= What to do =
1. From the SQOLOGY thread, list every event feature SQOLOGY is adding beyond the typical IASCA/MECA formats.
2. Answer these questions from the SQOLOGY thread:
(a) Whose sound-off events does SQOLOGY host?
(b) At which show will the Points Race details be announced?
(c) How many of the shows does audiophile25 expect to attend?

= Given passage =
####

# SQOLOGY 2017 Event Schedule



## benny z (Mar 17, 2008)

https://www.facebook.com/sqology/


----------



## ErinH (Feb 14, 2007)

So, what is SQOLOGY? Is it a new org? Is it a series of events tied with existing orgs like IASCA/MECA? 

Might wanna give a little bit of info. I know you and I have talked about it before but I'm sure others wonder the same.


----------



## benny z (Mar 17, 2008)

ErinH said:


> So, what is SQOLOGY? Is it a new org? Is it a series of events tied with existing orgs like IASCA/MECA?
> 
> Might wanna give a little bit of info. I know you and I have talked about it before but I'm sure others wonder the same.


Sure!

Good suggestion...

SQOLOGY is, I guess, what you would consider (for lack of a better term) an event hosting organization. We host IASCA and MECA sound-off events.

SQOLOGY Expands its SQ Meets | ceoutlook.com

In addition to the typical IASCA/MECA formats, we are adding an SQOLOGY-specific Points Race, Best-of-Season awards, and a Tuner Challenge (date/location TBD, but most likely at the July 29/30 shows in Cumming, GA).

Details around the Points Race will be announced at the Feb 5th show in Clarksville, TN, and will then be posted online.

We strive to keep our events fun and friendly for all with a "car guy meet" atmosphere, and will offer an educational aspect to the events whenever feesible.

We have had an overwhelming outpouring of united support from the industry as a whole, from the manufacturer level on down, which is awesome to see!

Hope to see a lot of you at these events this year.

Cheers!


----------



## audiophile25 (Oct 5, 2008)

I should be able to get to 3 of these shows


----------



## SouthSyde (Dec 25, 2006)

Coming down to the Mobile Toys one Benny?


----------



## benny z (Mar 17, 2008)

I am going to try to make it! Big money round you guys put on!

https://www.facebook.com/events/572969639569339/


----------



## SouthSyde (Dec 25, 2006)

benny z said:


> I am going to try to make it! Big money round you guys put on!

####

= Extracted information =
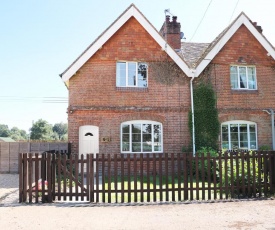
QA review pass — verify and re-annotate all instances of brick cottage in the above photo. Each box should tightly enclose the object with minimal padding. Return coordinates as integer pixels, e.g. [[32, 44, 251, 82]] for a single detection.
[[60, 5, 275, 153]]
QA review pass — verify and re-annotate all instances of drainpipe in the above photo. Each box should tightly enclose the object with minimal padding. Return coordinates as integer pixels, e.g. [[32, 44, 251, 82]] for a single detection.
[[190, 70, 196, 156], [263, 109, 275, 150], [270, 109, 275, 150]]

####

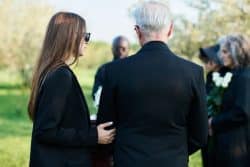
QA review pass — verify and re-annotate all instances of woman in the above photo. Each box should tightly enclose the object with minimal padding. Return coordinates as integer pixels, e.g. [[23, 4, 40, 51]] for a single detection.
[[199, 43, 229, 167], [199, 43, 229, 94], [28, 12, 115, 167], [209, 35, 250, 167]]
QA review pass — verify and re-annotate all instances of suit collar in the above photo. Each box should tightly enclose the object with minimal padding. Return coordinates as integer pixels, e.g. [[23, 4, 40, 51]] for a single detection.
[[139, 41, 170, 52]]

####

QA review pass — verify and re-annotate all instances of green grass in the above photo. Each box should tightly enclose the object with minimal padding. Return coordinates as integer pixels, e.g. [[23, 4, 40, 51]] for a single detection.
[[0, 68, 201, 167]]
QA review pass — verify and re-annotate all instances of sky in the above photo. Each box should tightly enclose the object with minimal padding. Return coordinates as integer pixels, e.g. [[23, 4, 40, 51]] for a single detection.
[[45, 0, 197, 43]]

####

= Responses =
1.
- SQOLOGY-specific Points Race
- Best-of-Season awards
- Tuner Challenge

2.
(a) IASCA and MECA
(b) The Feb 5th show in Clarksville, TN
(c) 3